OBJECTIVES
1 - Answer these questions using the Earnie Shavers article.
(a) Which team was Babe Ruth playing for when he hit his 714th home run?
(b) How high were the Forbes Field stands that the ball cleared?
(c) Besides a home run's distance, what two details does a computer now supply?
2 - Quote the part of the Earnie Shavers article that opens with the words containing "Earnie Shavers, Gone" and closes with "the batter’s swing.".
3 - Write what comes next in the Earnie Shavers article, starting after its last sentence.

TEXT TO READ

Earnie Shavers, Gone at 78, Was The Bambino of Boxing’s Biggest Boppers
The technology of sports today, most of them anyway, has become so advanced that what once was the stuff of legend – tales of incredible individual feats that tended to grow taller with the passage of time – now seem like mathematical equations more appropriate for a NASA space launch. Take baseball, for example. The exact distance of every home run hit now in the big leagues almost instantly can be determined by a computer, which also supplies such minutiae as the ball’s exit velocity and the launch angle of the batter’s swing.
All of which means that no matter how many home runs New York Yankees slugger Aaron Judge crushes this season, or how precisely calculated the distances of some of his longer blasts are, he can never fire a modern fan’s imagination to the extent that a pre-computerized Babe Ruth did. One of the most oft-recited examples of Ruthian prowess is the ball he hit for his 714th and final homer, and third of the day, when the 40-year-old Babe, then playing for the Boston Braves, completely cleared the 86-foot stands of Pittsburgh’s spacious Forbes Field. The ball landed on the roof of a rowhouse across the street, some eyewitnesses swearing that it even flew over the roof by 50 feet. The generally accepted distance for Ruth’s career parting shot is an epic 600 feet, which fans are free to believe or not.

EXTRACTED RECORDS

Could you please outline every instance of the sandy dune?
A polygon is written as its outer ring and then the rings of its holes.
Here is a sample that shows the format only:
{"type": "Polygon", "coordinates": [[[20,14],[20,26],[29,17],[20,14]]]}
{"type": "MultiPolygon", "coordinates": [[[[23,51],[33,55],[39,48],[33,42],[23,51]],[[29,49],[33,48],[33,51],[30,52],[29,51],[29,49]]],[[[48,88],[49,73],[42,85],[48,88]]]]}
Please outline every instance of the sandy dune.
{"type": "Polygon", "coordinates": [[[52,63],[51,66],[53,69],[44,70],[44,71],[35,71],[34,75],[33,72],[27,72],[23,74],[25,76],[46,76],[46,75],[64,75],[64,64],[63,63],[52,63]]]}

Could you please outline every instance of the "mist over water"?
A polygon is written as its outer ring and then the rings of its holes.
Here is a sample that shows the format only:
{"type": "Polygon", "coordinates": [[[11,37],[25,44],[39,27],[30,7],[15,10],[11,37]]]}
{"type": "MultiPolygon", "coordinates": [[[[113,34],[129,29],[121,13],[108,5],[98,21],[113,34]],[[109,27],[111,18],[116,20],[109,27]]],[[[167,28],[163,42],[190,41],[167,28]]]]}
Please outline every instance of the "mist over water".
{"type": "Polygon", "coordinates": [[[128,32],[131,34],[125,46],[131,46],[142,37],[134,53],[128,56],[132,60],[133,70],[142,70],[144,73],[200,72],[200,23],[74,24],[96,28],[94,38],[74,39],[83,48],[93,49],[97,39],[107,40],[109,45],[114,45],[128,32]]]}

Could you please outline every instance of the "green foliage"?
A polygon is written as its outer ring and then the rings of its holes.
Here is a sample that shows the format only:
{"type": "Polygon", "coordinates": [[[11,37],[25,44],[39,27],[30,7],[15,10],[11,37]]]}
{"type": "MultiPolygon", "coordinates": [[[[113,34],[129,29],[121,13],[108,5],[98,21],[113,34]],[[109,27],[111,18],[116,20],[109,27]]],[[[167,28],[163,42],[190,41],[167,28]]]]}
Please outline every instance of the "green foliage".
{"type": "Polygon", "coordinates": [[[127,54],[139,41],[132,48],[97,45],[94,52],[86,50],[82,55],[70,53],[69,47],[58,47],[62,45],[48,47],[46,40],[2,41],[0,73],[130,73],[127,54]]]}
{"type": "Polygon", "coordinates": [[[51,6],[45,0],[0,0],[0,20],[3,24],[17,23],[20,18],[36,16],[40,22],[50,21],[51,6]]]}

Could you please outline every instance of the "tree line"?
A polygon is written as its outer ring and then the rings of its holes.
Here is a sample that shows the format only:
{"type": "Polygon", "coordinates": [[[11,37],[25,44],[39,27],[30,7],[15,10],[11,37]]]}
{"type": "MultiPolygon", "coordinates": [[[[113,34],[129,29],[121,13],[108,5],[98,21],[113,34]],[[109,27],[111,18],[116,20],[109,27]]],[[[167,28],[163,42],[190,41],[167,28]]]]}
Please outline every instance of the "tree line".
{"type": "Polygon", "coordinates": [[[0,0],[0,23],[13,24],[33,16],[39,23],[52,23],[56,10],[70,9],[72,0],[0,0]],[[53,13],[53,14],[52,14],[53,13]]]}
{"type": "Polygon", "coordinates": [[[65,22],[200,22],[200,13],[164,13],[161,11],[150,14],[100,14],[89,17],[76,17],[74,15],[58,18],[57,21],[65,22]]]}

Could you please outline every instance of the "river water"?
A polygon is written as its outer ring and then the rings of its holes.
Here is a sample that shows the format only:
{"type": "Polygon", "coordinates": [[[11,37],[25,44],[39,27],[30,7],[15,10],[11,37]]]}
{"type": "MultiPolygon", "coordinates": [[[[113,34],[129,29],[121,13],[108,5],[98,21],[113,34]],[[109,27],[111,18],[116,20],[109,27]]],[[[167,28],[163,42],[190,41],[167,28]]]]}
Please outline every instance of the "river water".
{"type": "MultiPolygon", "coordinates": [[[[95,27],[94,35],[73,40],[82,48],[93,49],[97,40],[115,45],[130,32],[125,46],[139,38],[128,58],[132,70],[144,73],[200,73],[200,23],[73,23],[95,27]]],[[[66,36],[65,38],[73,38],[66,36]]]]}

EXPECTED ANSWERS
1 -
(a) The Boston Braves.
(b) 86 feet.
(c) The ball's exit velocity and the launch angle of the batter's swing.

2 -
Earnie Shavers, Gone at 78, Was The Bambino of Boxing’s Biggest Boppers
The technology of sports today, most of them anyway, has become so advanced that what once was the stuff of legend – tales of incredible individual feats that tended to grow taller with the passage of time – now seem like mathematical equations more appropriate for a NASA space launch. Take baseball, for example. The exact distance of every home run hit now in the big leagues almost instantly can be determined by a computer, which also supplies such minutiae as the ball’s exit velocity and the launch angle of the batter’s swing.

3 -
Boxing’s analytics have not yet caught up to baseball’s, although CompuBox’s punch-counting statistics at least give the sweet science a veneer of what might yet be. Don’t dismiss the possibility that someday in the not-too-distant future computer chips will be embedded in fighter’s gloves that will provide detailed information as to how many pounds per square inch were delivered by a knockout blow. When and if that day comes, much of the wonderment attached to fans’ fascination with power punchers will be reduced to cold, hard and mostly dissatisfying statistics.
It would be overstating matters to describe heavyweight slugger Earnie Shavers, who passed away Thursday, the day after his 78th birthday, as “The Bambino” of boxing. Unlike Ruth, still arguably the greatest baseball player of all time and whose 714th home-run ball is still a cherished memento in the National Baseball Hall of Fame and Museum in Cooperstown, N.Y., Shavers is not an inductee into the International Boxing Hall of Fame, and likely never will be. He has certain losses to at least partially offset his raft of awe-inspiring knockout victories, and historians can argue, correctly, that “The Acorn” – the nickname conferred upon him by Muhammad Ali – had stamina issues that limited his maximum effectiveness to five or six rounds, as well as a relative inability to shake off the kind of big punches that he so routinely delivered.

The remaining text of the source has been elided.